**TEXT TO READ:**
——————————

But the overall concept of global low latency high-speed internet is honestly profound. Now you might think this is some kind of hippy-dippy silicon valley save the world type speech, but hear me out. Access to information is the way our species has grown, evolved, problem solved, and developed economies. There’s always been a divide between the wealthy or educated and those without good access to education. Starting way way back, valuing information and ideas is what helped make the Greek, Roman, and Ottoman Empires and others thrive. Or think of when the printing press helped disseminate information that was otherwise reserved for the ultra-wealthy. There was even a time where people who owned encyclopedias were literally considered well to do because they could not only afford the whole book set but also had access to the information within at the tips of their fingers.

Nowadays we STILL live in a time when not everyone has the same access to the internet, whether it be because of socioeconomic divides or politically fueled firewalls, those who have unfiltered access to the internet can literally do anything. Just look at YouTube! Here you are, likely an average person with no formal connection to anything aerospace or astrophysics related and yet you’re learning information about it right now. Or you can be someone who literally teaches themselves to program and build their own model rockets that can propulsively land when you have access to the internet, right Joe Barnard?

Once Starlink is fully rolled out, you can be pretty much ANYWHERE on the planet Earth (for now) and have full high-speed access to the internet. Just like how cell phone adoption leapfrogged landlines in rural areas around the world, this will be another leapfrog moment that lowers the physical and hopefully economic barriers of entry to the internet as well.

Of course, there’s the controversy of space debris and a real serious potential of interfering with Earth-based astronomical observations, but I think this will just open several more doors than it closes, including a future of cheaper and more readily available space-based astronomy.

But for now, I just wanted to give credit where credit is due for a massive massive leap into the future. The teams at SpaceX have really done something remarkable here and it might take a bit for us all to reap the benefits, but mark my words, this is a game-changer for the future of humanity.

——————————

**DATA LINES:**
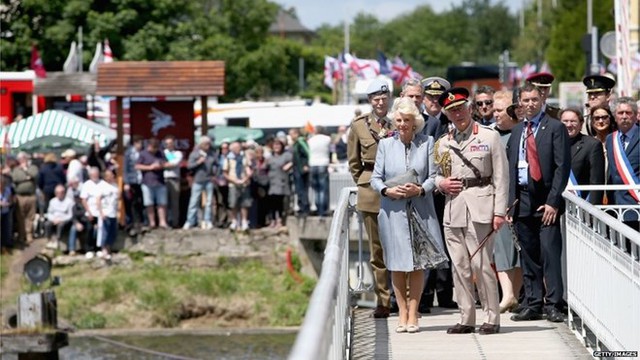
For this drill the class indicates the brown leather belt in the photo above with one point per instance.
(473, 182)
(368, 166)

——————————

**WHAT IS ASKED:**
[1] In the Starlink text, what did cell phone adoption leapfrog in rural areas around the world?
[2] Please carry on the Starlink text from its last sentence.

**ANSWERS TO EACH TASK:**
[1] Landlines.

[2]
Falcon 9 second stage about to release 60 Starlink sats into LEO
2014 MU69 / Ultima Thule:

This one ALMOST snuck into to last year’s Astro Awards since it happened on January 1st, but this was an up-close glimpse of a Kuiper Belt Object known as 2014 MU69 or Arrokoth / Ultima Thule.

The New Horizons spacecraft that brought us those same stunning images of Pluto in 2015, was precisely guided by its mission control navigators to flyby Ultima Thule, to an accuracy of within 1% of its closest approach aim point of 3,500 km after 3.5 years and 1.6 billion km traveled. This is the farthest exploration of a celestial body ever brought us stunning images of this snowman like object with lots of ice which shocked the scientific world. The images and data brought back helps provide glimpses into the very earliest days of our solar system and is the first binary object ever observed. Nothing like this has ever been observed up close and personal.

What’s even more exciting is we’re STILL getting the data back from that fly by today, a year later and will continue to get more data until the end of 2020 from just that single flyby. And as if that’s not enough, because the engineers navigating the spacecraft nailed the flyby so perfectly, there’s a good chance they have enough propellant to explore ANOTHER Kuiper Belt Object even further away! Absolutely amazing!

This is one of those things that made its rounds and had a profound public impact. Who would have guessed that this tiny tiny faint object only 33 km long would be so unique looking and would offer us such a rare glimpse of how our solar system was created.

Great work to the teams at Johns Hopkins University Applied Physics Laboratory, Southwest Research Institute and NASA. We can’t wait to see what else New Horizons can discover!

The snowman looking celestial body which New Horizons flew around
Chang’e-4:

Chang’e – 4 also barely missed the 2018 Astro Awards because it successfully touched down on the moon on January 3rd, 2019. But why is this a big deal? Why is landing on the moon anywhere near the top of our list? Well there’s a few reasons.

First off, this was the first object anyone has ever sent to the far side of the moon. That’s absolutely crazy to me that it took until 2019 for humans to explore the far side of the moon and not only that, it landed near the south pole of the moon too, which is where we recently have discovered ice!

China’s chang’e-4 lunar lander on the far side of the moon

Chang’e 4 also took with it a small biosphere with cotton, oilseed, potato and arabidopsis seeds that were actually germinated and grown for the first time on another world. I actually think this might be one of the coolest things, just because it’s a pretty exciting look at potentially growing food on other worlds!

China is also the ONLY country to soft-land on the moon since 1976. Yup. You heard that right, Chang’e 3 and Chang’e 4 are the only things sitting on the moon in one piece with electronics more advanced than this. It seems insane to me that we basically just stopped exploring our nearest celestial neighbor after the space race.

In order to pull this mission off, the Chinese National Space Administration had to first launch a relay satellite that would allow for communications and data relay to the spacecraft on the far side of the moon, then they actually did something that I’m even more excited about. Collaborated.

This mission marked the first time NASA and CNSA worked together since the 2011 congressional ban. The Chinese scientists requested NASA observe landing plumes with the Lunar Reconnaissance Orbiter and each agency shared locations of their satellites in orbit of the moon.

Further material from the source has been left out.